### Texto
********
Trabalhar em zona de guerra: profissionais de TI ucranianos partilham as suas experiências

A CIO conversou com informáticos ucranianos cujas histórias mostram sua determinação e compromisso de olhar para o futuro, apesar da destruição e incerteza infligidas na sua terra natal.

Por Mary Pratt

No início deste ano, enquanto as tropas russas se concentravam ao longo da fronteira ucraniana, a israelita Beewise ofereceu-se para realocar os seus informáticos baseados na Ucrânia e até dez dos seus familiares com todas as despesas pagas, durante seis meses.

Diana Lisovenko, engenheira de software, oriunda da capital da Ucrânia, Kiev, decidiu ficar. Pensava que as hipóteses da guerra acontecer seriam pequenas.

“Achei que havia uma possibilidade de 5%”, afirmou. “Quem pensaria que em pleno século XXI aconteceria algo semelhante?”

Em conversa connosco em meados de março via Zoom, Diana Lisovenko disse que passa as suas manhãs como voluntária, distribuindo comida para os moradores restantes da cidade, bem como para os soldados que os defendem, conduzindo um carro que alugou no final de fevereiro, quando a Rússia iniciou o ataque ao seu país.

“De manhã, é muito mais seguro andar de carro”, disse Lisovenko, acrescentando que está hospedada com o seu cão no apartamento de um amigo em Kiev.

Apesar da guerra, do seu novo trabalho de voluntariado, das sirenes de alerta, das explosões e da oferta contínua da sua empresa para realocá-la, Diana Lisovenko prefere permanecer na sua cidade e continuar a trabalhar.
********
### Exercício 1
Reescreva a parte do artigo sobre os profissionais de TI ucranianos que vai de "Em conversa connosco" a "ao seu país.", trocando "Zoom" por "Skype".
### Exercício 2
Dê continuidade ao artigo sobre os profissionais de TI ucranianos a partir da última frase apresentada.
********
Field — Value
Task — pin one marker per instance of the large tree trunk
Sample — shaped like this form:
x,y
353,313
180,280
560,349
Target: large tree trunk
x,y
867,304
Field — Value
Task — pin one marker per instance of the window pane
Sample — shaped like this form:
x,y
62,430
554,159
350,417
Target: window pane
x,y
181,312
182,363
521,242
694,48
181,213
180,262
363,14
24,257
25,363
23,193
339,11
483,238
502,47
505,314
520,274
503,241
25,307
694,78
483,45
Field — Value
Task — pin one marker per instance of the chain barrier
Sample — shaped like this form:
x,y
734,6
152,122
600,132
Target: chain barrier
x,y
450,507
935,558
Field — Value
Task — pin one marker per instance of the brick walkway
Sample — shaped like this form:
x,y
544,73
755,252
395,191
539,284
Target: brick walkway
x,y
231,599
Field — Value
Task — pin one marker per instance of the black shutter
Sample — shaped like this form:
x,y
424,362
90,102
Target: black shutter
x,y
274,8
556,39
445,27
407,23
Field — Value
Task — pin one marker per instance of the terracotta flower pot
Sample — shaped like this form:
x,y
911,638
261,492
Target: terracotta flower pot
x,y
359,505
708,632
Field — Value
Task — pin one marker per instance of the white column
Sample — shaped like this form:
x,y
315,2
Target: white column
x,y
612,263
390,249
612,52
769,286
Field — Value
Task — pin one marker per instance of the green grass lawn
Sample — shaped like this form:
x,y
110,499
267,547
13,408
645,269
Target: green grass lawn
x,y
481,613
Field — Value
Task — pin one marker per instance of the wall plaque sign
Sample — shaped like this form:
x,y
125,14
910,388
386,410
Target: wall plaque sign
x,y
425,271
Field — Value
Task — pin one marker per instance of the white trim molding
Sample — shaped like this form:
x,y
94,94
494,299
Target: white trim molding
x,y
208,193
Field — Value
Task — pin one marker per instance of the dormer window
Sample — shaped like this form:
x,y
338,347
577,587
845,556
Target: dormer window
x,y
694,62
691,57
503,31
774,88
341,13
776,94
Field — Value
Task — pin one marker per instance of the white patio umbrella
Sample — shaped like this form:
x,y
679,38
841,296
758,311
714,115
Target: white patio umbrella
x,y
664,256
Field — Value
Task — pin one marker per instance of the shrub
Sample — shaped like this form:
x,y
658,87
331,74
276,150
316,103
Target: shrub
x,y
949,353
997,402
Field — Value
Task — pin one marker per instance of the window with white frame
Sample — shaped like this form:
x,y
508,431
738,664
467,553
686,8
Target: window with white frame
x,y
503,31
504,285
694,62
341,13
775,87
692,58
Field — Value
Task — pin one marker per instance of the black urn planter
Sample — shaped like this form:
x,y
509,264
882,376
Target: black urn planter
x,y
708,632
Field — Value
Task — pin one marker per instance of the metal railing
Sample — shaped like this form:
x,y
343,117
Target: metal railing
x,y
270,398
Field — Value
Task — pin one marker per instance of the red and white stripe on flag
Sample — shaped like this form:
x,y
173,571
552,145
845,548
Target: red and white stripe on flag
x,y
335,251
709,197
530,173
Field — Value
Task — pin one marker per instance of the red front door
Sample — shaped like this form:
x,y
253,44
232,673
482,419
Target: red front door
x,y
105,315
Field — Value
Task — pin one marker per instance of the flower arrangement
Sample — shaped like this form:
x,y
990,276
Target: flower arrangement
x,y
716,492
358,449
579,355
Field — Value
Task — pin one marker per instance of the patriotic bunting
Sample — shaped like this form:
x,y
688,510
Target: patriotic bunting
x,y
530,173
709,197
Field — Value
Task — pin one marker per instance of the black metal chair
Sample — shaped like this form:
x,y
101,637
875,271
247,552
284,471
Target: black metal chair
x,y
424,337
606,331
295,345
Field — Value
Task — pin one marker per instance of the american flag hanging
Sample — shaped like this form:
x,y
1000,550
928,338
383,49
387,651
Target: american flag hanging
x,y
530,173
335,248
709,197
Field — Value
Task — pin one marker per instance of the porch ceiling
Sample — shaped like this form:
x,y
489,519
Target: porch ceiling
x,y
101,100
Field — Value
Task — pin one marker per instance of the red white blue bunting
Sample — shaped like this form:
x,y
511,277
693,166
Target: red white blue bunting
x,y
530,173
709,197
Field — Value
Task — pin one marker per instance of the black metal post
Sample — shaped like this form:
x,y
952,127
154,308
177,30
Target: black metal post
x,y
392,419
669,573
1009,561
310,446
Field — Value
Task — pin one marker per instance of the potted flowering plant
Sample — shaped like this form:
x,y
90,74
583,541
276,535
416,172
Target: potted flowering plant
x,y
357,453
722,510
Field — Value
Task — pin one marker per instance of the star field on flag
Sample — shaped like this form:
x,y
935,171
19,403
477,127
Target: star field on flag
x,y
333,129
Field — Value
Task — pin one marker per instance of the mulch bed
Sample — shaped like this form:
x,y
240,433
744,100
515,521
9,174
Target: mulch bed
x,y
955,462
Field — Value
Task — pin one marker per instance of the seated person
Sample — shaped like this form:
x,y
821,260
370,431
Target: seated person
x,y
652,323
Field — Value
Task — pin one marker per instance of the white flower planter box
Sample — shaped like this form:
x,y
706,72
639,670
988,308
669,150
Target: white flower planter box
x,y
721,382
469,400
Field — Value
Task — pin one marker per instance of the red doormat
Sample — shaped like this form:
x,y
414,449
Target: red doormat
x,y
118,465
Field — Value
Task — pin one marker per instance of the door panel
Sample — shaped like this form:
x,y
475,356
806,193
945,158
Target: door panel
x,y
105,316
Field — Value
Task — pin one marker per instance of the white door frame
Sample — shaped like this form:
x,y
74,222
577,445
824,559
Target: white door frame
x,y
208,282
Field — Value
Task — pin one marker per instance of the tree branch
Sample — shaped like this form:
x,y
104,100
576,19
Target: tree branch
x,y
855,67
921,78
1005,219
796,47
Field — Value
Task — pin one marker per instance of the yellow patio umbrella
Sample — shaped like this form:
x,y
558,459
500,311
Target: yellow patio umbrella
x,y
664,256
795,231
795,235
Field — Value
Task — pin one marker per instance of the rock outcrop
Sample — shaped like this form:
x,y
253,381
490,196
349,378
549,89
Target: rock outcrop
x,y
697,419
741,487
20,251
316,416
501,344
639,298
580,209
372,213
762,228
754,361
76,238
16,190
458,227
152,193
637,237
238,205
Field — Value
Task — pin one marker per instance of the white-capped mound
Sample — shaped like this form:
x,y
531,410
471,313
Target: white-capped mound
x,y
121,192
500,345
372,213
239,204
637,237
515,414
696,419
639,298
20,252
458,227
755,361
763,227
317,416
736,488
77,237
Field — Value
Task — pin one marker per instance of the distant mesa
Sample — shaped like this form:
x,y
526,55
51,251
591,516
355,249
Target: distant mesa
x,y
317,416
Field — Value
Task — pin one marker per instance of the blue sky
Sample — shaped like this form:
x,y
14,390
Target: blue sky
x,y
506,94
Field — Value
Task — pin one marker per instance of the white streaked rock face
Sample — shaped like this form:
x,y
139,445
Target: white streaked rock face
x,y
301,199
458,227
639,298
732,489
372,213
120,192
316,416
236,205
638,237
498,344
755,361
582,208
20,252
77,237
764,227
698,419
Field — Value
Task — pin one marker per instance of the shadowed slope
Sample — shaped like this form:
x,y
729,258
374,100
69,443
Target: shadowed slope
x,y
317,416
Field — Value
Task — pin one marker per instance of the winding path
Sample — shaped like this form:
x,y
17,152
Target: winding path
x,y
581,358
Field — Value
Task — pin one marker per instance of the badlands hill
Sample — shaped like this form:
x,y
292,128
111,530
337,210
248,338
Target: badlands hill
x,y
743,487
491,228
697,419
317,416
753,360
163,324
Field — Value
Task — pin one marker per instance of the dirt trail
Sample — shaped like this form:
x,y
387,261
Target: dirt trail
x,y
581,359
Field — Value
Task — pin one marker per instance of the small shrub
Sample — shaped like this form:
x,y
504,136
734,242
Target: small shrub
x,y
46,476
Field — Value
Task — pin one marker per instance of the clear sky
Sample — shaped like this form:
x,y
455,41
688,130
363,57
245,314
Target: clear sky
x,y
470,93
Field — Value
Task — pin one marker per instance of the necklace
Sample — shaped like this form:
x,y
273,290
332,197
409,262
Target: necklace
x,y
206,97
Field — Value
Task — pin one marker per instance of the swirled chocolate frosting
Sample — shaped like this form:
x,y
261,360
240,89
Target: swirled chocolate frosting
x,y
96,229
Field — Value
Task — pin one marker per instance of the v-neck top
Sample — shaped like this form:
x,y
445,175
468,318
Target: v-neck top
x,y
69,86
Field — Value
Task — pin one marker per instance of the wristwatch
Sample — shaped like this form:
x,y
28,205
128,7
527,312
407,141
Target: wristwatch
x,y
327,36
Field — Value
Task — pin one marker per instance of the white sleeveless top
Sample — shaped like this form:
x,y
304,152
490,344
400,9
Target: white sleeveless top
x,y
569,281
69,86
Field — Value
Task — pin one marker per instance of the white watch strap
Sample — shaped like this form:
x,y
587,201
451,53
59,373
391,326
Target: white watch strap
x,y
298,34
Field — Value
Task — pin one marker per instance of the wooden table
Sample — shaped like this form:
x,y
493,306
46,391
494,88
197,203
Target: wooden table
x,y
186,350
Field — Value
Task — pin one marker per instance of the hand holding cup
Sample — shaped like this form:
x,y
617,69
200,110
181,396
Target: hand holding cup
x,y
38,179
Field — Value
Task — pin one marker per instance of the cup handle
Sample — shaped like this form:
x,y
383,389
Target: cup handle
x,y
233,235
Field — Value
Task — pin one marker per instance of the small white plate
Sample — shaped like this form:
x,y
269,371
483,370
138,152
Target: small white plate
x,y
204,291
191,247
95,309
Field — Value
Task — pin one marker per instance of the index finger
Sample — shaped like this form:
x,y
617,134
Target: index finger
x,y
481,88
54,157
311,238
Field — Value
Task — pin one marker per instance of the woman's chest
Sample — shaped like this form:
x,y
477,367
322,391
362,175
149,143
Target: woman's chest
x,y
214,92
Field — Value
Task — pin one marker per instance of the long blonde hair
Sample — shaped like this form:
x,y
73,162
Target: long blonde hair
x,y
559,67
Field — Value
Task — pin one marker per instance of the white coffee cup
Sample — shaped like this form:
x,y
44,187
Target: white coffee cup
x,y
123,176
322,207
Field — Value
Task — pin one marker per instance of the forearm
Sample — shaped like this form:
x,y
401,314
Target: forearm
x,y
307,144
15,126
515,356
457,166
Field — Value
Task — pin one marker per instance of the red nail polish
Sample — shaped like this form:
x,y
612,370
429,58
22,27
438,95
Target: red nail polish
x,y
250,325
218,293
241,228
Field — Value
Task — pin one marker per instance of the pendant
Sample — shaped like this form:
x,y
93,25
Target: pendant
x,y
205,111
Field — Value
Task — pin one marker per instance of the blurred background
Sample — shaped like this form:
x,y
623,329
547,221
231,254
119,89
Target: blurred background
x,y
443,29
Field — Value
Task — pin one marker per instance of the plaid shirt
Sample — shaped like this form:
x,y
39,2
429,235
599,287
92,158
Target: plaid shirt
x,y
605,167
********
### Resposta 1
Em conversa connosco em meados de março via Skype, Diana Lisovenko disse que passa as suas manhãs como voluntária, distribuindo comida para os moradores restantes da cidade, bem como para os soldados que os defendem, conduzindo um carro que alugou no final de fevereiro, quando a Rússia iniciou o ataque ao seu país.

### Resposta 2
Disse-nos que tenta fazer login depois do meio-dia, que encontra conforto ao conectar-se com os seus colegas e então ter alguma normalidade no seu dia. Gosta e agradece a possibilidade de ainda trabalhar, sendo que o apoio emocional e os contactos com os seus colegas a têm ajudado a continuar.

Muitas empresas não ucranianas – incluindo organizações sediadas nos EUA – têm trabalhadores na Ucrânia. Grande parte destas empresas emprega informáticos ucranianos. A empresa de investigação Gartner estima que existam num total mais de 1 milhão de profissionais de TI na Rússia, Ucrânia e Bielorrússia em conjunto. No seu relatório de fevereiro de 2022 “Impacto da invasão russa da Ucrânia nos serviços de engenharia de software” identificou que a maioria dos integradores de sistemas de grande e média dimensão têm alguma presença nestes três países. A Gartner também disse que muitas empresas de produtos de software têm centros de desenvolvimento nesta região. Dada a importância da região para o outsourcing de TI, a crise ucraniana também colocou o mercado global de TI no limite .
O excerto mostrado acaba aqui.